Concernant la préservation des sols, nous travaillons avec l’Institut national de la recherche agronomique (INRA), avec la Fédération nationale d’agriculture biologique des régions de France (FNAB) et avec l’ONG Pour une agriculture du vivant  composée d’agronomes. Nous sommes en cours de contractualisation, je ne peux donc vous en dire plus. Nous finaliserons, cet été, notre cahier des charges avec ces partenaires, nous serons donc en mesure de communiquer à la rentrée sur les engagements que nous aurons signés.

M. François Eyraud. Ces sujets sont très complexes. Nous disposons d’équipes de scientifiques et d’un centre de recherche en France ; 80 personnes travaillent uniquement sur l’alimentation. Par ailleurs, nos scientifiques sont en relation constante avec des scientifiques et des spécialistes universitaires du monde entier, de façon à connaître toutes les publications et les dernières trouvailles sur ces questions – partie alimentaire et partie amont agricole.

Michèle Crouzet, rapporteure. Je souhaiterais revenir sur la notion d’agriculture régénératrice, car si nous connaissons l’agriculture biologique, la haute valeur environnementale (HVE), l’agriculture de conservation, l’agroforesterie, nous ne savons pas où vous situez cette agriculture. Qu’allez-vous imposer aux agriculteurs pour que leurs produits correspondent à vos cahiers des charges ?

▸ **Consignes**
• a. Réécrivez sous forme de liste le paragraphe de l'extrait qui commence par « Concernant la préservation des sols », en gardant ses faits principaux.
• b. Traduisez en anglais cette phrase de l'extrait : « Nous disposons d'équipes de scientifiques et d'un centre de recherche en France ; 80 personnes travaillent uniquement sur l'alimentation. »
• c. Poursuivez l'extrait de cette audition sur l'agriculture régénératrice à partir de la question de la rapporteure.
Les enregistrements ne sont pas nécessaires ici.

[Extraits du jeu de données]
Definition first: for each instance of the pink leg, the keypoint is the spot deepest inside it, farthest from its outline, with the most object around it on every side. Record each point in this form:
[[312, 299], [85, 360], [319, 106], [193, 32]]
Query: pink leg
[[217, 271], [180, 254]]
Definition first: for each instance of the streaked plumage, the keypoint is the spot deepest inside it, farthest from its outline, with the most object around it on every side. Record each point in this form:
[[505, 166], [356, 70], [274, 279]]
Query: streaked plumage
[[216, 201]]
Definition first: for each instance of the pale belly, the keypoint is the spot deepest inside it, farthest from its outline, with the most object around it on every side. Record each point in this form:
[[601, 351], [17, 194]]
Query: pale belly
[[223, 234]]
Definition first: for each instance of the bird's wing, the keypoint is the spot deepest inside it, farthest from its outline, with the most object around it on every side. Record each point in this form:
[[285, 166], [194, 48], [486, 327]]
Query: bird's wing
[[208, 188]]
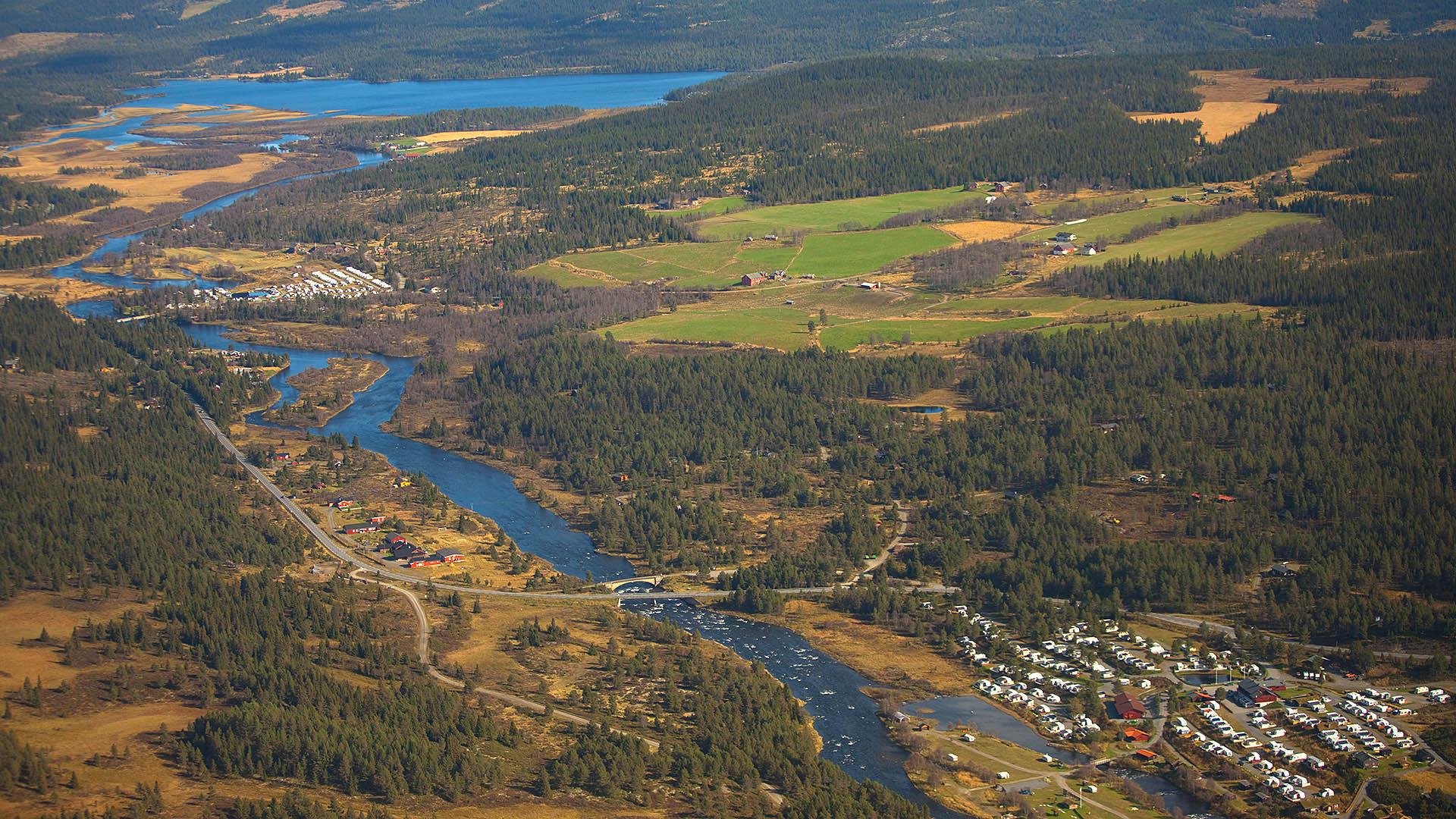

▸ **Réponses par point**
• a.
- Préservation des sols : travail avec l'INRA, la FNAB et l'ONG Pour une agriculture du vivant, composée d'agronomes.
- Contractualisation en cours, donc pas d'autres détails pour l'instant.
- Cahier des charges finalisé cet été avec ces partenaires.
- Communication à la rentrée sur les engagements signés.

• b. We have teams of scientists and a research center in France; 80 people work solely on food.

• c.
Vous nous avez présenté les engagements de Danone en matière de qualité nutritionnelle ; or le yaourt créé en 1919 doit être bien différent de celui d’aujourd’hui. Pouvez-vous nous dire quelles sont vos marges de progression, jusqu’où vous comptez aller, notamment grâce à cette agriculture régénératrice ?

L’étude de NutriNet-Santé, publiée en février dernier, a pointé du doigt le lien qui existe entre une conservation d’aliments ultra-transformés et le risque de développer un cancer ou d’autres maladies. Quelle analyse votre entreprise a-t-elle de ce sujet ?

Nous sommes très vigilants aux additifs qui sont mis dans ces produits ultra-transformés, en raison notamment des « effets cocktail » qu’ils peuvent provoquer. Comment votre entreprise réagit-elle à son niveau propre de production ? Nous avons entendu d’autres industriels, ce sujet est délicat. Le sucre, par exemple, est parfois supprimé, mais remplacé par un autre additif. L’impact des additifs sur la santé est vraiment notre cheval de bataille. Nous aimerions donc vraiment connaître l’attitude de Danone à leur égard. En utilisez-vous beaucoup ? Nous avons pu constater que près de trente additifs avaient été ajoutés à une pizza ! Avez-vous la possibilité de faire différemment et de revenir à un produit plus naturel, par exemple ?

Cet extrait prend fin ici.